PROMPT 1: Reproduce the blog post word for word from "If you go to" to "lovingly described below.".
PROMPT 2: In the blog post, what words does the writer say to search for on YouTube?

PASSAGE PROVIDED:

□ □ □ □

Welcome to "The Gods Are Bored," suffering for religion every February!
This is what I'll be wearing on March 1, 2008. What will you be wearing that day???
I believe I might have told my five readers that I have a bad hip. The doctor ordered me into Physical Therapy. I was late last night because I could not stop watching a YouTube clip. I must have devoured the sacred footage at least a dozen times. It was sublime. Transformative. Past all bounds of human experience.
If you go to YouTube and search the words
vulture phone book
you'll find a Metaphysical Treasure.
And now, having just had my bad hip shot full of some sort of Barry Bonds-type clear liquid, I'm off to Wenonah to learn this year's Sacred Vulture Dance, which will be performed at the third annual East Coast Vulture Festival, lovingly described below.
All hail the Sacred Thunderbird, etc. etc. etc. Amen.
FROM ANNE
THE MERLIN OF BERKELEY SPRINGS
2 comments:
maybe you can just cop a ride with a vulture?
As one of your five readers I have to say to heck with the Thunderbird.
Are you ever going to stop beating around the bush and admit that we are in fact god in evolution?
Maybe you can honor everything, but others can't. They have proving that for thousands of years.
Maybe you can honor a christian or muslim god, but don't expect them to honor your god.
Shoot, even me, why should I honor a vulture as a god? It's just a damn vulture, a bottom feeder.

□ □ □ □

SOURCE MATERIAL:
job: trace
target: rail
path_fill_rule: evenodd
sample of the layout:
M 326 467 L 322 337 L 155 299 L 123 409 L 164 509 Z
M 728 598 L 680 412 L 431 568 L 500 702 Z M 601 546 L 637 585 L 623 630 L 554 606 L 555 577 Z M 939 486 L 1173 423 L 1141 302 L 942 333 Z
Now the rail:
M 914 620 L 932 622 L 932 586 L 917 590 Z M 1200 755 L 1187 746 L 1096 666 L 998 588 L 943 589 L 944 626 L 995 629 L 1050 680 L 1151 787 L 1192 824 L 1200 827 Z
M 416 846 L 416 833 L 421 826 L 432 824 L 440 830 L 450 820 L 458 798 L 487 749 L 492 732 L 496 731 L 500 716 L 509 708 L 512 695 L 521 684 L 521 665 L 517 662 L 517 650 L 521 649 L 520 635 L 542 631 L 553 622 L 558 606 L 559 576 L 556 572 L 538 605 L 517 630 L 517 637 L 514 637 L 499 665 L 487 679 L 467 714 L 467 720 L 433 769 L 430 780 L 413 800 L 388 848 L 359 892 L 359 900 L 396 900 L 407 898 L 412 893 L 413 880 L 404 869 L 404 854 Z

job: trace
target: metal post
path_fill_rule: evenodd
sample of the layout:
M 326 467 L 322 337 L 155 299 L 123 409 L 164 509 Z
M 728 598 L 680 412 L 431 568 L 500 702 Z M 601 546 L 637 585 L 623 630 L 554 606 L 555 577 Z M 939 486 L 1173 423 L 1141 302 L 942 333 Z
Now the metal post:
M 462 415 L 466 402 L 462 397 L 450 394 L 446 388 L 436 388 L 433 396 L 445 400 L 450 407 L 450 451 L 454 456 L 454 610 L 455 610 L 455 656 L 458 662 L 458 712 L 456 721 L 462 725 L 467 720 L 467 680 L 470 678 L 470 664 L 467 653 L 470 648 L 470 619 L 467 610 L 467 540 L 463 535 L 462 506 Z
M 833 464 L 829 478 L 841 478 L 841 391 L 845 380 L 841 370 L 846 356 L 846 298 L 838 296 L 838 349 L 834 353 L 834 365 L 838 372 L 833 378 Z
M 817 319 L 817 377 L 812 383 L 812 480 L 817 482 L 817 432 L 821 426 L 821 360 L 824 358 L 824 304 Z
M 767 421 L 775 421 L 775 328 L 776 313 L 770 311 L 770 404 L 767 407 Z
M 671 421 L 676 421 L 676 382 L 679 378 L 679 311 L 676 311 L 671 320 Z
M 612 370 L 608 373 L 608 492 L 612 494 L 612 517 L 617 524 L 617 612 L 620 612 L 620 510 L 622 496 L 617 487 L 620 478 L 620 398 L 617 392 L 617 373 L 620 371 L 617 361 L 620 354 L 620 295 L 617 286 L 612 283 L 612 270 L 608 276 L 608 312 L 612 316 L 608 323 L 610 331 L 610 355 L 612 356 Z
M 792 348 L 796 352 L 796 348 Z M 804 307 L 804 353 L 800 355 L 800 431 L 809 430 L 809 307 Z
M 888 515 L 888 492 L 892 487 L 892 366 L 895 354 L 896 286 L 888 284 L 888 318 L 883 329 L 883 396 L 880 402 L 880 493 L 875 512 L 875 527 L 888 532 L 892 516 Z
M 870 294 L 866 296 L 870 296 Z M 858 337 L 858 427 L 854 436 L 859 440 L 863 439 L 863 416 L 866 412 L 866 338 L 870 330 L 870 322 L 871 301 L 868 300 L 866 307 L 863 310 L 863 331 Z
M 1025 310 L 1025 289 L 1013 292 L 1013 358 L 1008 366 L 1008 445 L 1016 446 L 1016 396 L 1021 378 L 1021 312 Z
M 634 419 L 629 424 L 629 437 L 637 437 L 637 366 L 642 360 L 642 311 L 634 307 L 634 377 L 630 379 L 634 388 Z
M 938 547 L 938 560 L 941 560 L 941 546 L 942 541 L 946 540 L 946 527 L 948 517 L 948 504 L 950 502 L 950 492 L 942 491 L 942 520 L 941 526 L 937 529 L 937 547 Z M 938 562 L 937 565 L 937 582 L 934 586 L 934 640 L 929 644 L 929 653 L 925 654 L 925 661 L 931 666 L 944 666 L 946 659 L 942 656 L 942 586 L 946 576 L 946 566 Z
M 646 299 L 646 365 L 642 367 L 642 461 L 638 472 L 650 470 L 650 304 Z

□ □ □ □

TASK RESPONSE 1:
If you go to YouTube and search the words
vulture phone book
you'll find a Metaphysical Treasure.
And now, having just had my bad hip shot full of some sort of Barry Bonds-type clear liquid, I'm off to Wenonah to learn this year's Sacred Vulture Dance, which will be performed at the third annual East Coast Vulture Festival, lovingly described below.

TASK RESPONSE 2: vulture phone book